- WRITTEN PROBLEM:
Pull out each line in the material below that contains the word "green", copying those lines unchanged.

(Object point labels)
▬▬▬
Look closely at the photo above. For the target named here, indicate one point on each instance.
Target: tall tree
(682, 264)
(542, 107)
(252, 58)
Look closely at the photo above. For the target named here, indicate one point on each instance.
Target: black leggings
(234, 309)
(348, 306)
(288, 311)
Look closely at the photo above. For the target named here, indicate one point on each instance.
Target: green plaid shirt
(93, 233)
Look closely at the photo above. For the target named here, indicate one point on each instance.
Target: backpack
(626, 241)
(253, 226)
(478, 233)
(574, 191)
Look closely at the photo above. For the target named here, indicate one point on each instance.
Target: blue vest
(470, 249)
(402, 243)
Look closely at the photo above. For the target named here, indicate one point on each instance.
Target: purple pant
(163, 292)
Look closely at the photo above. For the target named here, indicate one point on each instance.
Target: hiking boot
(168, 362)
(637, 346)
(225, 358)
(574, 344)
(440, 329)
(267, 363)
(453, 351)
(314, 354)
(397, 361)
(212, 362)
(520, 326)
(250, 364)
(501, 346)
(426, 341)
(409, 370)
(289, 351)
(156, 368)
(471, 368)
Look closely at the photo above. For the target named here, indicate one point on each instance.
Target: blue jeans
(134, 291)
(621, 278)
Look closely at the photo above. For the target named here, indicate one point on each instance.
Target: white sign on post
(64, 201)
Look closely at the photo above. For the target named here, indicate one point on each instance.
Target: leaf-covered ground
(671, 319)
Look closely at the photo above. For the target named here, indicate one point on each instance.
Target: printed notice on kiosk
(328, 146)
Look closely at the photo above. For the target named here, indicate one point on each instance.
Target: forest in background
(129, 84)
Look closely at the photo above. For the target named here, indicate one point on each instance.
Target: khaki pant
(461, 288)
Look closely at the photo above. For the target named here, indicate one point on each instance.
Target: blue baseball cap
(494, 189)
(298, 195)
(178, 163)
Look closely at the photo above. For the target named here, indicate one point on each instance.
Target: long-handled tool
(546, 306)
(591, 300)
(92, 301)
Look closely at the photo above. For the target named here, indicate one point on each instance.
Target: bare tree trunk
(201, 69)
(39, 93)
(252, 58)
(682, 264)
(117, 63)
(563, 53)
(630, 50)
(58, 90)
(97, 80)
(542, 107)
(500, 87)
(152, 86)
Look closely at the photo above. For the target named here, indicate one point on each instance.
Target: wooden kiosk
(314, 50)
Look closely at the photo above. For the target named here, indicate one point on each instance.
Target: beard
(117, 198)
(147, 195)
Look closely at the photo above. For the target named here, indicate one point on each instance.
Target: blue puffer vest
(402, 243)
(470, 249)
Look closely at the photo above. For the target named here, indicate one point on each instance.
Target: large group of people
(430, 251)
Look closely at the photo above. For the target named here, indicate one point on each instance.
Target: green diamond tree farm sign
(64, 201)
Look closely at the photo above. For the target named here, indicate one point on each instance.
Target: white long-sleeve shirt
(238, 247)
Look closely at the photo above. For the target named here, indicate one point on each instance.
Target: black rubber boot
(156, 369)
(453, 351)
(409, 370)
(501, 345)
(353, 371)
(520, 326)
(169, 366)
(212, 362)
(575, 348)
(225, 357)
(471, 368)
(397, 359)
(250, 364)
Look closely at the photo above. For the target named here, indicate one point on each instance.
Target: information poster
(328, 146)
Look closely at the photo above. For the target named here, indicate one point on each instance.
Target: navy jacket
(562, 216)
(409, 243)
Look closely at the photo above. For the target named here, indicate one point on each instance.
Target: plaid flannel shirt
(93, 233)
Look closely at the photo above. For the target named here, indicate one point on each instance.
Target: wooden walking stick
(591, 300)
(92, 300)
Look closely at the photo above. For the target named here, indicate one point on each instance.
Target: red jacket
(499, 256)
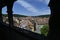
▬▬▬
- ANSWER TO THE EXERCISE:
Target: green plaid shirt
Target: green diamond tree farm sign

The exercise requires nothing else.